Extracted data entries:
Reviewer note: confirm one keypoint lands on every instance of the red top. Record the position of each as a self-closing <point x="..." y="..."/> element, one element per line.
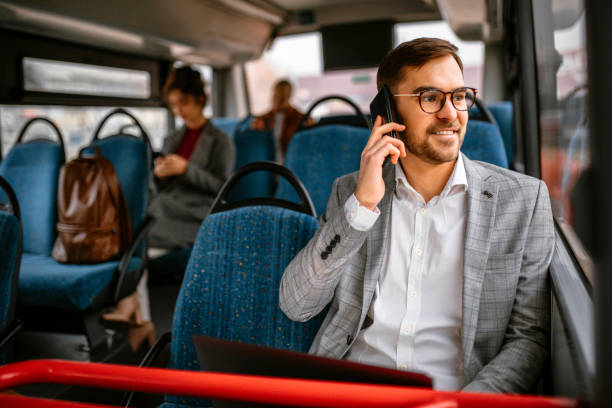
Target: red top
<point x="187" y="146"/>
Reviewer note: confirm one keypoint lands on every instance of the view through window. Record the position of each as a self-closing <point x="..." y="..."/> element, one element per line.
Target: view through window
<point x="299" y="59"/>
<point x="564" y="127"/>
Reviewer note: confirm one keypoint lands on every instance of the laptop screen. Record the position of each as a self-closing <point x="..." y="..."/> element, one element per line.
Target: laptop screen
<point x="218" y="355"/>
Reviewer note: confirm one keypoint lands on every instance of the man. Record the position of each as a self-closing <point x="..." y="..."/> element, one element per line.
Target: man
<point x="434" y="263"/>
<point x="282" y="120"/>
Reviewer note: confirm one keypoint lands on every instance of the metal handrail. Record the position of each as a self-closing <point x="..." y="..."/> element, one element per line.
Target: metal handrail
<point x="250" y="388"/>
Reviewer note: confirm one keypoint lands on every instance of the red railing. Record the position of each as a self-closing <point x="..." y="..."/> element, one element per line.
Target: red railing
<point x="286" y="391"/>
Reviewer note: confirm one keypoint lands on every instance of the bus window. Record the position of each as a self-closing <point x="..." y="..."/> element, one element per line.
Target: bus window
<point x="471" y="52"/>
<point x="299" y="58"/>
<point x="77" y="124"/>
<point x="562" y="79"/>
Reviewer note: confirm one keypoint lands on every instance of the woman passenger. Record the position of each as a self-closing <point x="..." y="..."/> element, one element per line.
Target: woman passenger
<point x="195" y="162"/>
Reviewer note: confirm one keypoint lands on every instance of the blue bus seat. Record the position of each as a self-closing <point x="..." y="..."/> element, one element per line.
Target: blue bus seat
<point x="230" y="288"/>
<point x="47" y="283"/>
<point x="252" y="146"/>
<point x="483" y="141"/>
<point x="320" y="155"/>
<point x="47" y="287"/>
<point x="227" y="125"/>
<point x="10" y="259"/>
<point x="503" y="112"/>
<point x="32" y="169"/>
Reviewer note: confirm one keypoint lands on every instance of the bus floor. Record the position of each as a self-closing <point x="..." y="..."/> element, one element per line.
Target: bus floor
<point x="30" y="345"/>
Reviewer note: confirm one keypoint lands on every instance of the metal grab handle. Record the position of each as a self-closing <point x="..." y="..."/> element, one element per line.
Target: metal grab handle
<point x="44" y="120"/>
<point x="122" y="111"/>
<point x="319" y="101"/>
<point x="305" y="206"/>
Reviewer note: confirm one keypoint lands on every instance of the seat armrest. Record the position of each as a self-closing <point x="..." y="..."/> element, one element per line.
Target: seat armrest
<point x="129" y="254"/>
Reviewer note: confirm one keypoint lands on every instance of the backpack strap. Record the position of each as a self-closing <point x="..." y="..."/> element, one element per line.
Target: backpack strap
<point x="119" y="199"/>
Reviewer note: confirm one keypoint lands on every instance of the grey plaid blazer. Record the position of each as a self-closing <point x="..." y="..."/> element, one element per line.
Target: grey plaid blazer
<point x="508" y="246"/>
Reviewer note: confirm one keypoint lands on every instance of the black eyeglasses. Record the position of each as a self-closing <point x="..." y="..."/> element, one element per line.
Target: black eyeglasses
<point x="433" y="100"/>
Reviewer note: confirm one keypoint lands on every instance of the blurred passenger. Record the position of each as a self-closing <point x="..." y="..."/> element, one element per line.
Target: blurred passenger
<point x="195" y="162"/>
<point x="282" y="120"/>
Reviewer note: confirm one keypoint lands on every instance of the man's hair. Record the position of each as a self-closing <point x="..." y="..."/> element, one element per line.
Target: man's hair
<point x="415" y="53"/>
<point x="188" y="81"/>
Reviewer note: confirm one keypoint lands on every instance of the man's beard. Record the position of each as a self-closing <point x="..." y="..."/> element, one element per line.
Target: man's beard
<point x="426" y="151"/>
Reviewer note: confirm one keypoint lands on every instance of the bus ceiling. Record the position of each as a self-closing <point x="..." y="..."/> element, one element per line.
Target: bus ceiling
<point x="221" y="33"/>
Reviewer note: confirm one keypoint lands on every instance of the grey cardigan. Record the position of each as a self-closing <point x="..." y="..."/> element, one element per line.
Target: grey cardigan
<point x="182" y="202"/>
<point x="509" y="242"/>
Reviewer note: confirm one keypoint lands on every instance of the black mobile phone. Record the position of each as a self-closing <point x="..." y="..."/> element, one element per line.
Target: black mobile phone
<point x="382" y="105"/>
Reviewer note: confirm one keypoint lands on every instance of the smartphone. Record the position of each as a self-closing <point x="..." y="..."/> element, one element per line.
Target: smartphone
<point x="382" y="105"/>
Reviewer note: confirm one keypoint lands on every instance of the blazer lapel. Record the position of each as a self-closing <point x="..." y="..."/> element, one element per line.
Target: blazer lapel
<point x="377" y="241"/>
<point x="481" y="204"/>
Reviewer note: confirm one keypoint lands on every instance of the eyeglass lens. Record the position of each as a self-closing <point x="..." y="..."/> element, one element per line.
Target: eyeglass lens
<point x="433" y="101"/>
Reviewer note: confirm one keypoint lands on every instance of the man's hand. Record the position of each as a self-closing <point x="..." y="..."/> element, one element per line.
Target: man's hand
<point x="258" y="124"/>
<point x="170" y="165"/>
<point x="370" y="185"/>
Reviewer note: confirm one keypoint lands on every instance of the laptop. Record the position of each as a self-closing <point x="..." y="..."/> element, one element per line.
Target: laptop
<point x="218" y="355"/>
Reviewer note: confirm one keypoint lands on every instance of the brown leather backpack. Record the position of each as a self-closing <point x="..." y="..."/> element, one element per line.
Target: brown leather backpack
<point x="93" y="219"/>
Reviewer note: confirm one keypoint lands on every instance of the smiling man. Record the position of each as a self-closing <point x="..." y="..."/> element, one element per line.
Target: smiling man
<point x="434" y="262"/>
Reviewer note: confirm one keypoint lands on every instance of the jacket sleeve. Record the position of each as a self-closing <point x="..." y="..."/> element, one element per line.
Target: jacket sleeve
<point x="209" y="176"/>
<point x="310" y="280"/>
<point x="523" y="355"/>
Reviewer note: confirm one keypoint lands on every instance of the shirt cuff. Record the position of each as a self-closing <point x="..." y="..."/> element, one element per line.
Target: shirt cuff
<point x="359" y="217"/>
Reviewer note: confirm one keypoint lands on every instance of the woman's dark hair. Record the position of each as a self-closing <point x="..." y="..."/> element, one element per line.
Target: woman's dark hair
<point x="415" y="53"/>
<point x="188" y="81"/>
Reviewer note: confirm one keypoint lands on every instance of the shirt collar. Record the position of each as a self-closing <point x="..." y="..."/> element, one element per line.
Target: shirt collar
<point x="456" y="182"/>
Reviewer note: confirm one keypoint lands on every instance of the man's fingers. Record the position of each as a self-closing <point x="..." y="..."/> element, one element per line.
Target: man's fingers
<point x="385" y="150"/>
<point x="398" y="144"/>
<point x="379" y="130"/>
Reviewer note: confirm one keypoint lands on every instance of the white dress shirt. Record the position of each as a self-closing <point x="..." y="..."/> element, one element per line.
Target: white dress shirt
<point x="417" y="305"/>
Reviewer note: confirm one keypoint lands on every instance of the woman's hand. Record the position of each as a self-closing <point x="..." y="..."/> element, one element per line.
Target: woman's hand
<point x="170" y="165"/>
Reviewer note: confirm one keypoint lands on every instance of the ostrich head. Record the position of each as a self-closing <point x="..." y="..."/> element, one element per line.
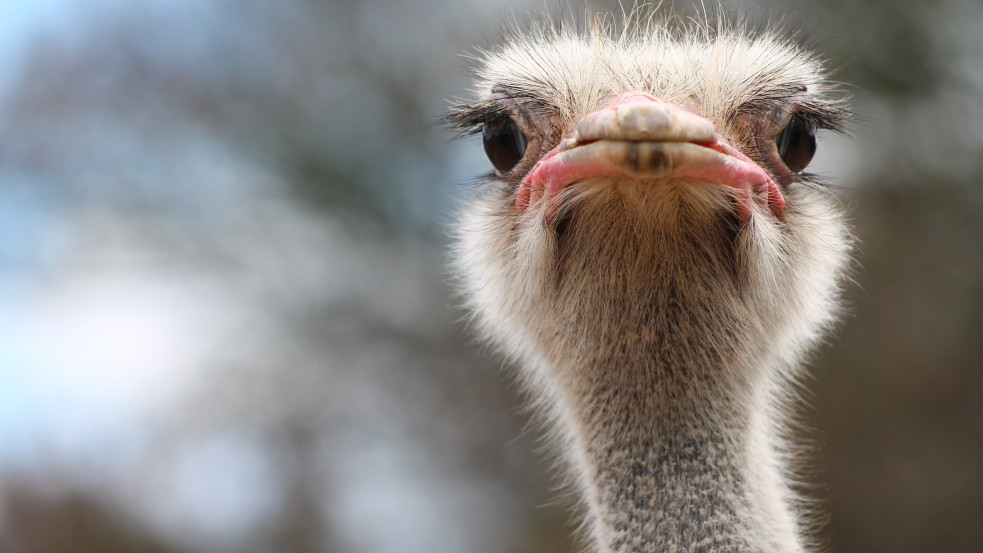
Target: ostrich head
<point x="652" y="253"/>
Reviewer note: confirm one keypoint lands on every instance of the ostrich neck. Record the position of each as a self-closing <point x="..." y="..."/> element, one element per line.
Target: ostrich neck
<point x="676" y="457"/>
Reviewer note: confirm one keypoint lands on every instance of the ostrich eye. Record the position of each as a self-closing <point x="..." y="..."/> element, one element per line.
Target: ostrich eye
<point x="797" y="143"/>
<point x="504" y="142"/>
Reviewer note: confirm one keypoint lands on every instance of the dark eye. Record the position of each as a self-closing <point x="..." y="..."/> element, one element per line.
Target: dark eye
<point x="797" y="142"/>
<point x="504" y="142"/>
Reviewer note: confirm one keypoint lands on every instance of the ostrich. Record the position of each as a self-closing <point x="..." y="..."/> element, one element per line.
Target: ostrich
<point x="651" y="254"/>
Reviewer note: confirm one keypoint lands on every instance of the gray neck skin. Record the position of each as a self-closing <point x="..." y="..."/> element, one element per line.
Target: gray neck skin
<point x="671" y="460"/>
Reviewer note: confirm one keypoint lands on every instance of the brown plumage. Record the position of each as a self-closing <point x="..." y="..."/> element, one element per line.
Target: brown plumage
<point x="651" y="254"/>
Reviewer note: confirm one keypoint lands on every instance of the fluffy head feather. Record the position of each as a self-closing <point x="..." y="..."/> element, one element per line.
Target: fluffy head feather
<point x="651" y="308"/>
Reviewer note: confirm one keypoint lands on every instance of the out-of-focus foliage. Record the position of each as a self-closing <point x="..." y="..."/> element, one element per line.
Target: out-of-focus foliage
<point x="225" y="325"/>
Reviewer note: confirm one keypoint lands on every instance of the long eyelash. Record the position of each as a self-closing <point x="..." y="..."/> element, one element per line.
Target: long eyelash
<point x="468" y="119"/>
<point x="824" y="115"/>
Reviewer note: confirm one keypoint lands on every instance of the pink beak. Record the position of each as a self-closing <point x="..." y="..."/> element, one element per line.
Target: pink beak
<point x="637" y="135"/>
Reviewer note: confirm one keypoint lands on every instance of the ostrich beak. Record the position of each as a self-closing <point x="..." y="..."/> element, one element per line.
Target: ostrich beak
<point x="639" y="136"/>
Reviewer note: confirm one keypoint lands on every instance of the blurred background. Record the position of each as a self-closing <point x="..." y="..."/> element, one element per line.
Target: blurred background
<point x="224" y="322"/>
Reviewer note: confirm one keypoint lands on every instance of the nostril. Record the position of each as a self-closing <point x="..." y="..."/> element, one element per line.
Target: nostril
<point x="631" y="98"/>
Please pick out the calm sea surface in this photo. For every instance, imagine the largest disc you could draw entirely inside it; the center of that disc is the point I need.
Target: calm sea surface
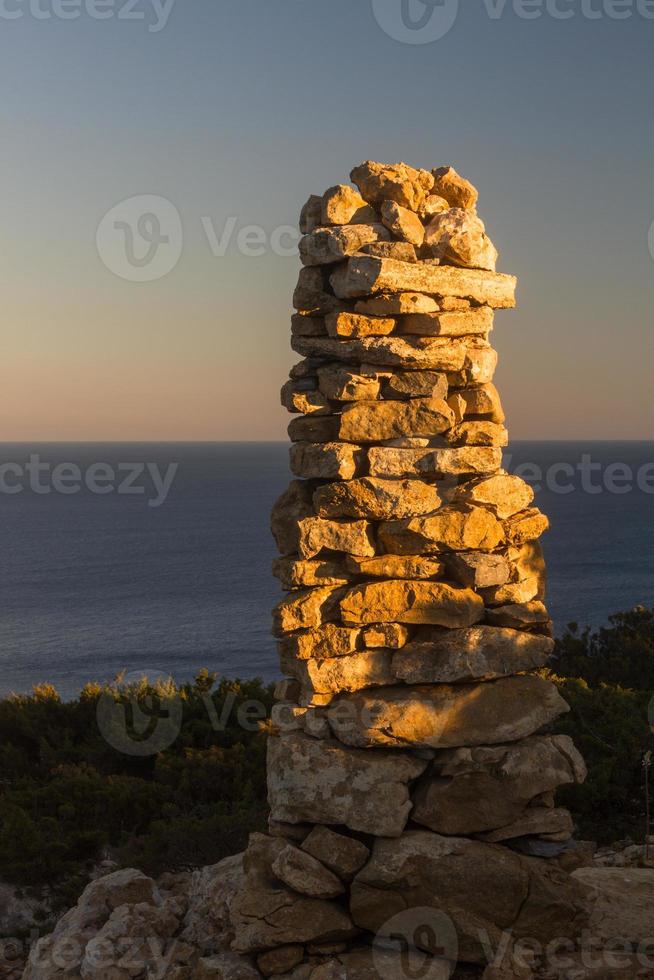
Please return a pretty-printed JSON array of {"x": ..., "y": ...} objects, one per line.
[{"x": 94, "y": 584}]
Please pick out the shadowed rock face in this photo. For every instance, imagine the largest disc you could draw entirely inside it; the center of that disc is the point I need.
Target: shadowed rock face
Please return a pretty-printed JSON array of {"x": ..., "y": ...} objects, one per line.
[
  {"x": 443, "y": 716},
  {"x": 472, "y": 790},
  {"x": 484, "y": 888},
  {"x": 317, "y": 781}
]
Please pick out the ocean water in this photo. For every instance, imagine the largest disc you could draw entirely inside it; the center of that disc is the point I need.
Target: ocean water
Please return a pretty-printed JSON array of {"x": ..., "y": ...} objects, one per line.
[{"x": 93, "y": 584}]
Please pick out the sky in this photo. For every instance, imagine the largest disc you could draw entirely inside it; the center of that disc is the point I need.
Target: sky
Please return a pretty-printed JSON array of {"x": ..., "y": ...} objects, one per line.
[{"x": 220, "y": 117}]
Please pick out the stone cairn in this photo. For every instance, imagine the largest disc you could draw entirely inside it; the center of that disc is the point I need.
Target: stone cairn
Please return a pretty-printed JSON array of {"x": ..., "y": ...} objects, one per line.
[{"x": 410, "y": 768}]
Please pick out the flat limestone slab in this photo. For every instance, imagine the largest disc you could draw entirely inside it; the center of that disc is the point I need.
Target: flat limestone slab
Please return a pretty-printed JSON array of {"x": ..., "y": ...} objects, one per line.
[
  {"x": 363, "y": 275},
  {"x": 320, "y": 781},
  {"x": 444, "y": 716}
]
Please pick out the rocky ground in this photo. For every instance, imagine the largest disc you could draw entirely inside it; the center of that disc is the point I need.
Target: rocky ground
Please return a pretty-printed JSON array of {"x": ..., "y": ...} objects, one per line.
[{"x": 192, "y": 926}]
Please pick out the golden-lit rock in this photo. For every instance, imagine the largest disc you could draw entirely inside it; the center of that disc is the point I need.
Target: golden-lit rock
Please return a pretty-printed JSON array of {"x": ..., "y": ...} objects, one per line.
[
  {"x": 476, "y": 653},
  {"x": 478, "y": 569},
  {"x": 325, "y": 461},
  {"x": 311, "y": 296},
  {"x": 512, "y": 593},
  {"x": 325, "y": 246},
  {"x": 311, "y": 214},
  {"x": 376, "y": 499},
  {"x": 457, "y": 191},
  {"x": 342, "y": 205},
  {"x": 351, "y": 537},
  {"x": 369, "y": 668},
  {"x": 294, "y": 573},
  {"x": 443, "y": 716},
  {"x": 447, "y": 324},
  {"x": 307, "y": 609},
  {"x": 396, "y": 566},
  {"x": 404, "y": 352},
  {"x": 458, "y": 237},
  {"x": 416, "y": 384},
  {"x": 434, "y": 204},
  {"x": 303, "y": 396},
  {"x": 308, "y": 326},
  {"x": 483, "y": 402},
  {"x": 505, "y": 494},
  {"x": 526, "y": 525},
  {"x": 390, "y": 462},
  {"x": 478, "y": 434},
  {"x": 523, "y": 615},
  {"x": 385, "y": 636},
  {"x": 452, "y": 528},
  {"x": 364, "y": 422},
  {"x": 362, "y": 275},
  {"x": 397, "y": 304},
  {"x": 527, "y": 560},
  {"x": 400, "y": 601},
  {"x": 314, "y": 428},
  {"x": 342, "y": 384},
  {"x": 400, "y": 251},
  {"x": 398, "y": 182},
  {"x": 322, "y": 643},
  {"x": 357, "y": 325},
  {"x": 402, "y": 223}
]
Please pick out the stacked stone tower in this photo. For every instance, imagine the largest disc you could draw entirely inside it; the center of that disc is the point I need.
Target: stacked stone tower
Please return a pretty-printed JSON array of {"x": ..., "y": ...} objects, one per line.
[{"x": 410, "y": 767}]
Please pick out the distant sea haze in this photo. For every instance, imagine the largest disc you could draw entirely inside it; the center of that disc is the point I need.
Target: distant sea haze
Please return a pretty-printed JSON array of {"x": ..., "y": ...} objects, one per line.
[{"x": 173, "y": 573}]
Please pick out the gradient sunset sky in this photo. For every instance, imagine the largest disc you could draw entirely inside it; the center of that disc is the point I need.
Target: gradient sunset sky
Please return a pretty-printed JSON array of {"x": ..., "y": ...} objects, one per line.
[{"x": 240, "y": 109}]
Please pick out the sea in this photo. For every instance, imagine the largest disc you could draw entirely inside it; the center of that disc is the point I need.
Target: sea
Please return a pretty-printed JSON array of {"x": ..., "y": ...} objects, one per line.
[{"x": 148, "y": 559}]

GOAL OF THE EXERCISE — Transcribe the lines above between the line holding "the man's hand." and the line holding "the brown leather", inclusive, exactly as they stand and with nothing added.

WRITTEN RESPONSE —
Reviewer note: confirm one keypoint lands on every instance of the man's hand. Record the position of each as a self-closing <point x="..." y="..."/> element, one element per line.
Target: man's hand
<point x="258" y="124"/>
<point x="170" y="165"/>
<point x="370" y="185"/>
Reviewer note: confirm one keypoint lands on every instance of the laptop. Record the position of each as a self-closing <point x="..." y="..."/> element, one element per line.
Target: laptop
<point x="218" y="355"/>
Reviewer note: confirm one keypoint lands on every instance of the brown leather backpack. Record the position of each as a self-closing <point x="..." y="..."/> element, one element per line.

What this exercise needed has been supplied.